═════ Passage given

Agreed money and money, but since Nintendo last sue to R4i resellers from japan... I am sure that Nintendo will not be easy deal for Gateway... even if they release flash card working on 4.5 fw...


----------



## gabemstr (Jul 11, 2013)

Sub-Total                     $80.00
Handling Fee                  $3.50
USPS First Class Mail      $3.00
Total                             $86.50  

To buy or not to buy...hmm...


----------



## Vengenceonu (Jul 11, 2013)

gabemstr said:


> Sub-Total $80.00
> Handling Fee $3.50
> USPS First Class Mail $3.00
> Total $86.50
> ...


 



I say buy it. When you see this on your receipt you'll thank me.


GW3DS Subtotal:     $80.00   
Handling Fee :           $3.50
USPS First Class Mail: $3.00
________________________+
Total:                     $86.50

Promotion Offer:     The Amount of money you will save on 3DS games in the future.... Priceless.


Thank you for shopping at XXXXXXXXXXX, have a nice day


----------



## gabemstr (Jul 11, 2013)

Vengenceonu said:


> I say buy it. When you see this on your receipt you'll thank me.
> 
> 
> GW3DS Subtotal: $80.00
> ...


 
haha alright I'll take your word for it.

But let's say I have a Fire Emblem Awakening save file from the physical copy of the game on my 3DS.

══════════

● Given instruction 1:
Decide whether each statement agrees with the forum thread. Answer yes or no for each, and quote the deciding words of the thread.
(a) Vengenceonu advises gabemstr to make the purchase.
(b) gabemstr's Fire Emblem Awakening save file comes from a digital download of the game.
(c) The first post states that Nintendo sued R4i resellers from Japan.

═════ Provided material

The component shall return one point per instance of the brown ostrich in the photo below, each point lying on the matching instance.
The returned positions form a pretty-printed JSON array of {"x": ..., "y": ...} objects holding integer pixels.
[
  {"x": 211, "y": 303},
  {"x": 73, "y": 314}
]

══════════

● Given instruction 2: Swap "brown ostrich" for "gray ostrich" in the records and write out all of their lines again, leaving everything else unchanged.

● Final answer 1:
(a) Yes: "I say buy it."
(b) No: "from the physical copy of the game"
(c) Yes: "Nintendo last sue to R4i resellers from japan"

● Final answer 2:
The component shall return one point per instance of the gray ostrich in the photo below, each point lying on the matching instance.
The returned positions form a pretty-printed JSON array of {"x": ..., "y": ...} objects holding integer pixels.
[
  {"x": 211, "y": 303},
  {"x": 73, "y": 314}
]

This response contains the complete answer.